### Exercise task 1
In the Perl UTF-8 thread, what did the poster try that had UTF-8 working without any problems?
### Exercise task 2
Carry on the Perl UTF-8 thread from its last sentence.

### Selected excerpt
[perl] Why does modern Perl avoid UTF-8 by default?

I wonder why most modern solutions built using Perl don't enable UTF-8 by default.

I understand there are many legacy problems for core Perl scripts, where it may break things. But, from my point of view, in the 21st century, big new projects (or projects with a big perspective) should make their software UTF-8 proof from scratch. Still I don't see it happening. For example, Moose enables strict and warnings, but not Unicode. Modern::Perl reduces boilerplate too, but no UTF-8 handling.

Why? Are there some reasons to avoid UTF-8 in modern Perl projects in the year 2011?


Commenting @tchrist got too long, so I'm adding it here.

It seems that I did not make myself clear. Let me try to add some things.

tchrist and I see situation pretty similarly, but our conclusions are completely in opposite ends. I agree, the situation with Unicode is complicated, but this is why we (Perl users and coders) need some layer (or pragma) which makes UTF-8 handling as easy as it must be nowadays.

tchrist pointed to many aspects to cover, I will read and think about them for days or even weeks. Still, this is not my point. tchrist tries to prove that there is not one single way "to enable UTF-8". I have not so much knowledge to argue with that. So, I stick to live examples.

I played around with Rakudo and UTF-8 was just there as I needed. I didn't have any problems, it just worked. Maybe there are some limitation somewhere deeper, but at start, all I tested worked as I expected.

Shouldn't that be a goal in modern Perl 5 too? I stress it more: I'm not suggesting UTF-8 as the default character set for core Perl, I suggest the possibility to trigger it with a snap for those who develop new projects.

Another example, but with a more negative tone. Frameworks should make development easier. Some years ago, I tried web frameworks, but just threw them away because "enabling UTF-8" was so obscure. I did not find how and where to hook Unicode support. It was so time-consuming that I found it easier to go the old way. Now I saw here there was a bounty to deal with the same problem with Mason 2: How to make Mason2 UTF-8 clean?. So, it is pretty new framework, but using it with UTF-8 needs deep knowledge of its internals. It is like a big red sign: STOP, don't use me!

Entries excerpted from a collection:
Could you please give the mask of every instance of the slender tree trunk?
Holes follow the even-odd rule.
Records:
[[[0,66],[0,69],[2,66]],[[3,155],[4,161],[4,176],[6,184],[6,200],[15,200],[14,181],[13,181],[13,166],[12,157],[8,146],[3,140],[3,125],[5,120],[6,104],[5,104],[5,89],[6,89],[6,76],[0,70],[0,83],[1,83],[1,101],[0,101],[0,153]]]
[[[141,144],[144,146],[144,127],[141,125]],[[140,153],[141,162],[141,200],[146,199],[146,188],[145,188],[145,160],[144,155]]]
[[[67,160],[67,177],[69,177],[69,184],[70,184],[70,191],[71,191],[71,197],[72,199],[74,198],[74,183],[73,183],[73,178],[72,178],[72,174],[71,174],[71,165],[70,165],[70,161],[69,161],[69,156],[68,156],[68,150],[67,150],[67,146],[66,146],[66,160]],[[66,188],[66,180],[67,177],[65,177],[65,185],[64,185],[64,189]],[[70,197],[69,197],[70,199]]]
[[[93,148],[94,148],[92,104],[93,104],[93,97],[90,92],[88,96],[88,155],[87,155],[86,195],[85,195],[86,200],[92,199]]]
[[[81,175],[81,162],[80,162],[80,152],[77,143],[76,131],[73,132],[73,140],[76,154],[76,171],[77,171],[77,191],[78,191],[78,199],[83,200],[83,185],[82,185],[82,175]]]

### Right answer 1
Rakudo.

### Right answer 2
I really like Perl. But dealing with Unicode is painful. I still find myself running against walls. Some way tchrist is right and answers my questions: new projects don't attract UTF-8 because it is too complicated in Perl 5.

This question is related to perl unicode utf-8

The answer is


I think you misunderstand Unicode and its relationship to Perl. No matter which way you store data, Unicode, ISO-8859-1, or many other things, your program has to know how to interpret the bytes it gets as input (decoding) and how to represent the information it wants to output (encoding). Get that interpretation wrong and you garble the data. There isn't some magic default setup inside your program that's going to tell the stuff outside your program how to act.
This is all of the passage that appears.